### TRECHO DO TEXTO
⟨
Por nove anos o Império experimentou um período de caos, com sucessivas lutas pelo poder. Caos este que se prolongou, de certo modo, pelo reino de Constantino a dentro. Constantino a quem este emaranhado de acontecimentos acabou por projetar como figura exponencial, vinha abrir uma nova era para a Religião de Jesus Cristo. Galério, então Augusto no Oriente, tomado por pavorosa doença e vendo a morte se aproximar, procurou aliviar sua consciência decretando o fim das perseguições, no ano de 311, medida que contou com a aprovação de Constantino e do César Licínio. Tal fato estava a anunciar  monumental virada nos acontecimentos e na história da Igreja e da humanidade.

Impossível é determinar com exatidão o número de mártires desses dois séculos e meio de perseguições, e as opiniões oscilam entre cem mil a cinco milhões, por onde se vê a insuperável dificuldade de precisar uma cifra, ainda que aproximada. A realidade é que neste tempo, a Igreja Celeste acolheu em seu seio uma gloriosa coorte de santos, que completaram na carne o que falta às tribulações de Cristo (cf. Cl 1,24)

Constantino

Jovem, alto e forte, pelo seu porte e caráter Constantino impunha respeito. Sua mãe, cristã fervorosa e hoje venerada por toda a Igreja como Santa Helena, exercia sobre ele poderosa influência. Após a morte de seu pai, Constâncio Cloro, ascende ele à condição de Augusto, e seu valor militar, provado em sucessivas conquistas, lhe valem a admiração e dedicação das legiões romanas. Despontava assim como poder único e soberano o que, entretanto, não lhe poupou adversários. Maxêncio, Augusto de Roma, também pretendeu para si o poder supremo, e declarou-se único Imperador. Constantino veio lhe dar batalha às portas de Roma.
⟩
### O QUE FAZER
**A.** Responda com base no trecho sobre Constantino:
(i) Em que ano Galério decretou o fim das perseguições?
(ii) Entre quais números oscilam as opiniões sobre a quantidade de mártires?
(iii) Qual era o nome do pai de Constantino?
**B.** Reescreva a parte do trecho sobre Constantino que começa em "Por nove anos" e termina em "e da humanidade.", trocando "pavorosa" por "terrível".

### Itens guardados
⟨
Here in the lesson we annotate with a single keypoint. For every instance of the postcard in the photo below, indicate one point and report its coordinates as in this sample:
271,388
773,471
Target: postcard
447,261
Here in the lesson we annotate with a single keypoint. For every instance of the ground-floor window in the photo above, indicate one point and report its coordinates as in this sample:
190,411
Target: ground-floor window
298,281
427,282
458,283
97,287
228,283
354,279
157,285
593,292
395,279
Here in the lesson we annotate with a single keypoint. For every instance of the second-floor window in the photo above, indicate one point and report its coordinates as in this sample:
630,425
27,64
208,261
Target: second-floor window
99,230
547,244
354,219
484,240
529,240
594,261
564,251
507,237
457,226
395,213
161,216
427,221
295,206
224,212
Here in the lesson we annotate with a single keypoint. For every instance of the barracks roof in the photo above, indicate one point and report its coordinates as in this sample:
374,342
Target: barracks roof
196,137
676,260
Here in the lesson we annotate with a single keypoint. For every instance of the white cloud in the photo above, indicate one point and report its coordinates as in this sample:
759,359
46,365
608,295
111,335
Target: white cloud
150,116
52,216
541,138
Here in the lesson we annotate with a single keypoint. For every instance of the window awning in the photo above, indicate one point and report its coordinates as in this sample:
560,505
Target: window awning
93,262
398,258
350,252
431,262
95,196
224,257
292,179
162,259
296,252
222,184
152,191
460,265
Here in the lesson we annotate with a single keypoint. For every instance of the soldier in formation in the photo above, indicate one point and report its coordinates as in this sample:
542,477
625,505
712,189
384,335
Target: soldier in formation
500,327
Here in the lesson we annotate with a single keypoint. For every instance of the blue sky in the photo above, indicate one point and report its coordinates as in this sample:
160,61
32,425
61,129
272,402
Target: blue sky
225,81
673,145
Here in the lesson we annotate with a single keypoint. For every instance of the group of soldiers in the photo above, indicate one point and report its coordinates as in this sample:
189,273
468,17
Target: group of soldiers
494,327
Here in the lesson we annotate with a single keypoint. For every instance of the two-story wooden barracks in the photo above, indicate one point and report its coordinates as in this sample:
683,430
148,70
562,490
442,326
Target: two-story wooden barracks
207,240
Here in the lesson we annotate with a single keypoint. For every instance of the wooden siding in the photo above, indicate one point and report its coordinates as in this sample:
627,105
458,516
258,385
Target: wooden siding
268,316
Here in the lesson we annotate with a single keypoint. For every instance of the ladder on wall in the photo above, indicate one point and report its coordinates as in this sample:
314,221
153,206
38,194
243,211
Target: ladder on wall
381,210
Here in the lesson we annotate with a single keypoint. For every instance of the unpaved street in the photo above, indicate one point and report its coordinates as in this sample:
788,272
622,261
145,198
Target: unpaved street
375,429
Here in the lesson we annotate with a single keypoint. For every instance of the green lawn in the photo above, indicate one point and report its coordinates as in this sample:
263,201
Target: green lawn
⟩
### RESULTADOS ESPERADOS
**A.**
(i) Em 311.
(ii) Entre cem mil e cinco milhões.
(iii) Constâncio Cloro.

**B.**
Por nove anos o Império experimentou um período de caos, com sucessivas lutas pelo poder. Caos este que se prolongou, de certo modo, pelo reino de Constantino a dentro. Constantino a quem este emaranhado de acontecimentos acabou por projetar como figura exponencial, vinha abrir uma nova era para a Religião de Jesus Cristo. Galério, então Augusto no Oriente, tomado por terrível doença e vendo a morte se aproximar, procurou aliviar sua consciência decretando o fim das perseguições, no ano de 311, medida que contou com a aprovação de Constantino e do César Licínio. Tal fato estava a anunciar  monumental virada nos acontecimentos e na história da Igreja e da humanidade.